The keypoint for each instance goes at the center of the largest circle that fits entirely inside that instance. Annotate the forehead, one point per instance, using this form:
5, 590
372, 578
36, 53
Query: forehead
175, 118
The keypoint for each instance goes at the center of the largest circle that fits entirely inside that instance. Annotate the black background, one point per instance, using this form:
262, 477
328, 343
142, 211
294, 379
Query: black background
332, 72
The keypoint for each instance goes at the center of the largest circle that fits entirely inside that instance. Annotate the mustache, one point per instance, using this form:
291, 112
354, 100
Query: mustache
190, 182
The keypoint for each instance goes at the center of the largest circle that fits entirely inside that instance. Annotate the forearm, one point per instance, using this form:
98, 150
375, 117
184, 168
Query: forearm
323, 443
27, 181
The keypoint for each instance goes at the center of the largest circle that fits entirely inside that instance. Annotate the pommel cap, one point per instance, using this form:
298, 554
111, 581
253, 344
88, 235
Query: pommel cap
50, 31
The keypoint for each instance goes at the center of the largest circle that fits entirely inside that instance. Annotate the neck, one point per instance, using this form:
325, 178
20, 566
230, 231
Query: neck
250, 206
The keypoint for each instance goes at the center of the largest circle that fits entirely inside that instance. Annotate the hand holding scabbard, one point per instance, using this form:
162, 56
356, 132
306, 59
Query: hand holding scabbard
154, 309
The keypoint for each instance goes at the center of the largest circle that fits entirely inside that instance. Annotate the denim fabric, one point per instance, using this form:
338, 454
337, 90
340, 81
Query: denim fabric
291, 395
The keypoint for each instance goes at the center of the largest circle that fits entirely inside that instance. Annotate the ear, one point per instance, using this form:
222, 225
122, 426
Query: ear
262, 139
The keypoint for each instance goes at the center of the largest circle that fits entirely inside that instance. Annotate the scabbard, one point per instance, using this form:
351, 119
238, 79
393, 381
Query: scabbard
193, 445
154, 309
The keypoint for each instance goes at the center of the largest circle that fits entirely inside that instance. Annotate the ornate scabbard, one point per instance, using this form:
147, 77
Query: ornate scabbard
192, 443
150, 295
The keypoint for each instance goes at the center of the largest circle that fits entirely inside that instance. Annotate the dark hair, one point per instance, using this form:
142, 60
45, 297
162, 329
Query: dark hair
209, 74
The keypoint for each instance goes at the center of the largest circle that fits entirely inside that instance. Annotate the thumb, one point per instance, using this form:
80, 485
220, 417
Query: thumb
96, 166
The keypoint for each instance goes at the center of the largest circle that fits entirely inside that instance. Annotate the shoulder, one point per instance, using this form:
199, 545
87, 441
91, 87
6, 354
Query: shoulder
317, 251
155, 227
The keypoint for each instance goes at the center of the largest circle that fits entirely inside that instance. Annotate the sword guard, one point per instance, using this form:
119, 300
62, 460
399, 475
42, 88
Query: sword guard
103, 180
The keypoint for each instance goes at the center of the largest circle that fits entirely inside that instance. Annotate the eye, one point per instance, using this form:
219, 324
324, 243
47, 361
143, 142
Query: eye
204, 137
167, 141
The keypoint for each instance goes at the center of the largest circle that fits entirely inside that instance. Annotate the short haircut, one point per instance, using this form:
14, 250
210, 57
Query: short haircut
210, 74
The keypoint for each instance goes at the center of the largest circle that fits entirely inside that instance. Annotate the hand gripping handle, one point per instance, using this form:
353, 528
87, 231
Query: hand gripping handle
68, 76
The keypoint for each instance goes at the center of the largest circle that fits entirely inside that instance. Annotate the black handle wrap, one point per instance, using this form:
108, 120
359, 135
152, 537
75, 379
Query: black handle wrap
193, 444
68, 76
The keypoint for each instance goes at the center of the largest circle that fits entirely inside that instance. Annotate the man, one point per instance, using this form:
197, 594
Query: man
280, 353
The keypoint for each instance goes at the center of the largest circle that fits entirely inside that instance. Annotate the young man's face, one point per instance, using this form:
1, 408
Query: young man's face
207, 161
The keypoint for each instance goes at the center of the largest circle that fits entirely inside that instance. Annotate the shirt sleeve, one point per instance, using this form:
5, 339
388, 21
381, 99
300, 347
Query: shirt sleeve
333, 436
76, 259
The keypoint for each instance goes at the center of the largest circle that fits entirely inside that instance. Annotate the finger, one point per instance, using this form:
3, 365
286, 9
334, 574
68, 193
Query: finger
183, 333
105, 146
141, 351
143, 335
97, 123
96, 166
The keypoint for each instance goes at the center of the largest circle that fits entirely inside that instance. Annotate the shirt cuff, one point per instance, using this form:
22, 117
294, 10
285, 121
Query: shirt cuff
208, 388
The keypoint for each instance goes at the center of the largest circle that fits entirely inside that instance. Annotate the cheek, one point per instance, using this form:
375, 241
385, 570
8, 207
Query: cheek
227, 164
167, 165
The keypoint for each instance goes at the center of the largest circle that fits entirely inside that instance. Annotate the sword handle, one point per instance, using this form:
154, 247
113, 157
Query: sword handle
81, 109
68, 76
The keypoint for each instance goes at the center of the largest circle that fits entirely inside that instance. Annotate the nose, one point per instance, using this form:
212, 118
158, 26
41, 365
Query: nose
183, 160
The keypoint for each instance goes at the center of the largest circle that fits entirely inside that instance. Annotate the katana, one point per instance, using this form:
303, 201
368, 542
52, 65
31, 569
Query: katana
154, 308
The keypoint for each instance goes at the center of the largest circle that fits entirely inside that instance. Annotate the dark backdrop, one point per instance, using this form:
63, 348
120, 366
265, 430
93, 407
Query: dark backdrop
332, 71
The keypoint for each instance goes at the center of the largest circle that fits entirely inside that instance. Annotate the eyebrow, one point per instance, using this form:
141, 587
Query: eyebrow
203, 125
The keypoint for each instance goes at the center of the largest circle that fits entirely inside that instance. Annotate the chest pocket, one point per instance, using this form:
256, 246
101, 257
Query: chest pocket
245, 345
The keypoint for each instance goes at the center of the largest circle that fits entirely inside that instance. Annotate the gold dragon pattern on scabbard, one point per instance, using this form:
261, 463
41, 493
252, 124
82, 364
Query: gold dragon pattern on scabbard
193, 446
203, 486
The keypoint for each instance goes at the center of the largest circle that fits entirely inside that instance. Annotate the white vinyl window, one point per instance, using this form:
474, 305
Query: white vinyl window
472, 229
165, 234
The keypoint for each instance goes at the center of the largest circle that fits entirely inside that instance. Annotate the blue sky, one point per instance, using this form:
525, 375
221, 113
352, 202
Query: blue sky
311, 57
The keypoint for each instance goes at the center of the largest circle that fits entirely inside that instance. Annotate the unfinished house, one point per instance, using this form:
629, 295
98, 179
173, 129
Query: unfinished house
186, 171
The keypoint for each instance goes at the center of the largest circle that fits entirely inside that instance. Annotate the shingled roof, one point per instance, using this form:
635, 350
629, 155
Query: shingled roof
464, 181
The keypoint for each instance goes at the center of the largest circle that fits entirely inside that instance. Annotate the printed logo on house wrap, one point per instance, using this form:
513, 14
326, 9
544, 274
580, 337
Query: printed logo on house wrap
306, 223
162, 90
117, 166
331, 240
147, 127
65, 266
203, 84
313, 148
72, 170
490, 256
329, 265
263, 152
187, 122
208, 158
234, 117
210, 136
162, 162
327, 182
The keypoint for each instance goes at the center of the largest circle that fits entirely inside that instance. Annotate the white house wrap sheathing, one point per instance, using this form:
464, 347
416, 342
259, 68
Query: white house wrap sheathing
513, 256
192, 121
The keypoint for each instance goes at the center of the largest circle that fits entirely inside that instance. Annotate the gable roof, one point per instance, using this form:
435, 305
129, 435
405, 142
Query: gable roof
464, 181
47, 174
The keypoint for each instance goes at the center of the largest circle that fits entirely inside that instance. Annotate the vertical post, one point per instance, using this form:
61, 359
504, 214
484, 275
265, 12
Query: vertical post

══════════

**TASK STATEMENT:** Rewrite only the part of the data that opens with the line containing "Annotate the gable" and runs through the end of the data. Substitute "hip roof" for every "gable roof" and leave everything else unchanged.

**EXERCISE SOLUTION:**
The keypoint for each instance goes at the center of the largest circle that fits entirely inside that instance. Annotate the hip roof, one point per instance, using this form:
435, 305
129, 435
405, 142
Query: hip roof
464, 181
47, 174
The keypoint for each instance goes at the center of the largest circle that fits entirely inside that instance. Annotate the vertical post, one point per instance, using this form:
61, 359
504, 214
484, 275
265, 12
Query: vertical post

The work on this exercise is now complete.